Set exercise: Are you able to retype all the records below exactly?

Dataset records:
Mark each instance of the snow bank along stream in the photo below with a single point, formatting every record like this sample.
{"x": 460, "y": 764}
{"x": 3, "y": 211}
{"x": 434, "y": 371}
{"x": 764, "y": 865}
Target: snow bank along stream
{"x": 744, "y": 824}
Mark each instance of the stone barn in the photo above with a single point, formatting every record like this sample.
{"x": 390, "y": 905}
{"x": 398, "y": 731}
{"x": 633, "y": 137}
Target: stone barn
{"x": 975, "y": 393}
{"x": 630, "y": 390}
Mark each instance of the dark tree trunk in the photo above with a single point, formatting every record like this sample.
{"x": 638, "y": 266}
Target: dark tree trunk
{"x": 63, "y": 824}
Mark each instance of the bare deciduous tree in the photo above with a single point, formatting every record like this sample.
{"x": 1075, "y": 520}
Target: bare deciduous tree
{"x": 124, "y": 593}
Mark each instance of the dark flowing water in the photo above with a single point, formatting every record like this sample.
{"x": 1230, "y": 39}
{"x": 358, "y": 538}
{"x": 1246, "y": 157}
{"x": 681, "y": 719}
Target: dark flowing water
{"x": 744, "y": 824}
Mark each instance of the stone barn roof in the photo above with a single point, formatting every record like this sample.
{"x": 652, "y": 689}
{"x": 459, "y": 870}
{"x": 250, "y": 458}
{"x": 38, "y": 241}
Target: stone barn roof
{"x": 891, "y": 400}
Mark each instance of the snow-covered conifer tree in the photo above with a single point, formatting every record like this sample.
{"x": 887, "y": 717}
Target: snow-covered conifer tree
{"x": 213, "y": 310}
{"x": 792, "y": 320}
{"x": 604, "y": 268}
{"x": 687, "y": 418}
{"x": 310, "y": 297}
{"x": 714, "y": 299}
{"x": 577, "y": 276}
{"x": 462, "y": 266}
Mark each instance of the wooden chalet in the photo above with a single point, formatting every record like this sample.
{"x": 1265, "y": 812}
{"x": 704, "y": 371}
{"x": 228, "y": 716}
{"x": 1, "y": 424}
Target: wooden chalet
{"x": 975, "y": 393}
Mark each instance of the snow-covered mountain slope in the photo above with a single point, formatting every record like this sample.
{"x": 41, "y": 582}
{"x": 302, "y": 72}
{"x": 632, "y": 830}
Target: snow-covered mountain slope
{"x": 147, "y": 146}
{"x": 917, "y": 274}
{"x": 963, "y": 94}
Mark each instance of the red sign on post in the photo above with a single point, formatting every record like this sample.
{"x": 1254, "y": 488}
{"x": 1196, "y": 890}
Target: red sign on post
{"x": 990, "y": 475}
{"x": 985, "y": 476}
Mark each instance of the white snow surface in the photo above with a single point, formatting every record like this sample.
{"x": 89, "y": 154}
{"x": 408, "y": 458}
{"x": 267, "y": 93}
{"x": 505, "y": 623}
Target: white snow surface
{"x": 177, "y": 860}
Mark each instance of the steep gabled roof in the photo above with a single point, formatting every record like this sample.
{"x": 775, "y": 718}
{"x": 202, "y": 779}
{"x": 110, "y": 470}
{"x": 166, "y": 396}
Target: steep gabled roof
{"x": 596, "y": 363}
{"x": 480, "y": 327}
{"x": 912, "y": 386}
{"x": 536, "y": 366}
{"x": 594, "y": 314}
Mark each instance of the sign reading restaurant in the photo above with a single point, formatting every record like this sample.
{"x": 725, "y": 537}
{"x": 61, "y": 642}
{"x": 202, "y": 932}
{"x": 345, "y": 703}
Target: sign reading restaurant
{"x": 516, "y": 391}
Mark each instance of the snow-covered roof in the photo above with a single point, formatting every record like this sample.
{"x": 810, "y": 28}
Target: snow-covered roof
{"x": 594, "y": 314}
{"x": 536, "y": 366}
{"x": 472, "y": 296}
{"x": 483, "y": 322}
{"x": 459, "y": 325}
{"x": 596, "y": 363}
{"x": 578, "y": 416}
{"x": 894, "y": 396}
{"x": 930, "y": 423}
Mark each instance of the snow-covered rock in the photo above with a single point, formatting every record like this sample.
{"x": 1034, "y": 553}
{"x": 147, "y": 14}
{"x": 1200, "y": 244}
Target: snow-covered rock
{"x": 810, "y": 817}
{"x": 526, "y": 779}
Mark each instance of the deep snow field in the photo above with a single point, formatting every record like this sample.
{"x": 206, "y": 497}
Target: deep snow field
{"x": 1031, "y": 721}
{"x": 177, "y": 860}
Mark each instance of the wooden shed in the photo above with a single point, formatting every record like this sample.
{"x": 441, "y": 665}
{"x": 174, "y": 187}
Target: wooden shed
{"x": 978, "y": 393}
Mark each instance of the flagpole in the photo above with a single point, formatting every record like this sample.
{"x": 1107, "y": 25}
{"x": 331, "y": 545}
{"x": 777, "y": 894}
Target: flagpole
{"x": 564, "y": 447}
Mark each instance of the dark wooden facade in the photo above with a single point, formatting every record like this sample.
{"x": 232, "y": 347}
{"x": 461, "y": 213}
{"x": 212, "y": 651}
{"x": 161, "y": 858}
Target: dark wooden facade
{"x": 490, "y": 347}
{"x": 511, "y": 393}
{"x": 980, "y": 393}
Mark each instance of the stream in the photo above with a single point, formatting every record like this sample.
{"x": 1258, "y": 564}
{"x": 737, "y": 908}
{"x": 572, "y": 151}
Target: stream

Correct answer:
Mark each instance of the snow bank along stream in the photo below with a single point, formatting every record like this sample.
{"x": 460, "y": 764}
{"x": 3, "y": 211}
{"x": 434, "y": 371}
{"x": 764, "y": 865}
Target: snow bank along stream
{"x": 744, "y": 824}
Mark each instance of the stone barn in the photo above with a single point, formatting every record like this sample.
{"x": 390, "y": 905}
{"x": 398, "y": 731}
{"x": 633, "y": 137}
Target: stone barn
{"x": 975, "y": 393}
{"x": 630, "y": 390}
Mark each instance of the dark tree trunk in the photo above with a single point, formatting every record like this sample.
{"x": 638, "y": 266}
Target: dark tree trunk
{"x": 63, "y": 824}
Mark each instance of the bare deciduous tree in the photo above with a single point, formatting every record like this sample.
{"x": 1075, "y": 520}
Target: bare deciduous tree
{"x": 124, "y": 593}
Mark each instance of the dark flowing water in the photo above with a single point, formatting every record like this sample.
{"x": 1230, "y": 39}
{"x": 358, "y": 538}
{"x": 1246, "y": 157}
{"x": 681, "y": 719}
Target: dark flowing water
{"x": 744, "y": 824}
Mark each instance of the stone barn roof in the photo above with a single point, formatting every record like this sample.
{"x": 652, "y": 689}
{"x": 459, "y": 870}
{"x": 250, "y": 458}
{"x": 38, "y": 241}
Target: stone barn roof
{"x": 891, "y": 400}
Mark each instance of the snow-covered conifer tree in the photo above with a single point, formatting every record like this sample.
{"x": 887, "y": 717}
Target: snow-covered conifer tree
{"x": 213, "y": 310}
{"x": 792, "y": 320}
{"x": 604, "y": 268}
{"x": 687, "y": 418}
{"x": 310, "y": 297}
{"x": 714, "y": 299}
{"x": 577, "y": 276}
{"x": 462, "y": 266}
Mark each instance of the wooden chalet in the photo above with a single point, formatting every record like this sample.
{"x": 1265, "y": 812}
{"x": 704, "y": 371}
{"x": 228, "y": 716}
{"x": 1, "y": 424}
Target: wooden chalet
{"x": 975, "y": 393}
Mark each instance of the snow-covered mountain slope in the photo above with a single point, formatting every record like this sample.
{"x": 41, "y": 582}
{"x": 302, "y": 72}
{"x": 632, "y": 830}
Target: snow-covered mountain slope
{"x": 147, "y": 146}
{"x": 917, "y": 274}
{"x": 963, "y": 94}
Mark each instance of the red sign on post in the photo above with a single point, formatting every record like this sample.
{"x": 1254, "y": 488}
{"x": 1196, "y": 890}
Target: red sign on post
{"x": 990, "y": 475}
{"x": 985, "y": 476}
Mark each instance of the white snow surface in the photo above with a single point, formatting every record like this sample.
{"x": 89, "y": 154}
{"x": 408, "y": 458}
{"x": 267, "y": 93}
{"x": 505, "y": 623}
Target: white snow surface
{"x": 177, "y": 860}
Mark each instance of the steep gabled roof in the photo above with a single point, formatting every record like this sample.
{"x": 775, "y": 718}
{"x": 202, "y": 779}
{"x": 110, "y": 470}
{"x": 166, "y": 396}
Target: steep gabled roof
{"x": 596, "y": 363}
{"x": 480, "y": 327}
{"x": 912, "y": 386}
{"x": 536, "y": 366}
{"x": 594, "y": 314}
Mark each instance of the sign reading restaurant in the photo above with a single point, formatting every record like this sample.
{"x": 725, "y": 537}
{"x": 61, "y": 642}
{"x": 202, "y": 932}
{"x": 345, "y": 703}
Target: sign reading restaurant
{"x": 516, "y": 391}
Mark each instance of the snow-covered roof in the photo above with a single point, formatting every record like this sample.
{"x": 810, "y": 28}
Target: snow-covered roof
{"x": 594, "y": 314}
{"x": 536, "y": 366}
{"x": 472, "y": 296}
{"x": 483, "y": 322}
{"x": 459, "y": 325}
{"x": 596, "y": 363}
{"x": 578, "y": 416}
{"x": 894, "y": 396}
{"x": 930, "y": 423}
Mark each instance of the snow-covered rock in the photo above with a single point, formatting every record like this sample.
{"x": 1034, "y": 553}
{"x": 147, "y": 14}
{"x": 1200, "y": 244}
Target: snow-covered rock
{"x": 810, "y": 817}
{"x": 526, "y": 779}
Mark each instance of the deep snow field in the photo above with a single point, formatting every record like this sample.
{"x": 206, "y": 497}
Target: deep snow field
{"x": 1031, "y": 721}
{"x": 177, "y": 860}
Mark each instance of the wooden shed in the photo above with a single point, formatting every record like this sample.
{"x": 441, "y": 665}
{"x": 174, "y": 187}
Target: wooden shed
{"x": 978, "y": 393}
Mark each instance of the flagpole in the photo above with a single point, formatting every record like this sample.
{"x": 1107, "y": 25}
{"x": 331, "y": 545}
{"x": 777, "y": 894}
Target: flagpole
{"x": 564, "y": 447}
Mark each instance of the dark wooden facade in the photo above with a single point, formatting every record like this sample.
{"x": 232, "y": 347}
{"x": 461, "y": 213}
{"x": 212, "y": 651}
{"x": 161, "y": 858}
Target: dark wooden facade
{"x": 490, "y": 347}
{"x": 511, "y": 393}
{"x": 980, "y": 393}
Mark each instance of the stream in the photo above with a single point, formatting every record like this sample.
{"x": 1258, "y": 564}
{"x": 737, "y": 908}
{"x": 572, "y": 151}
Target: stream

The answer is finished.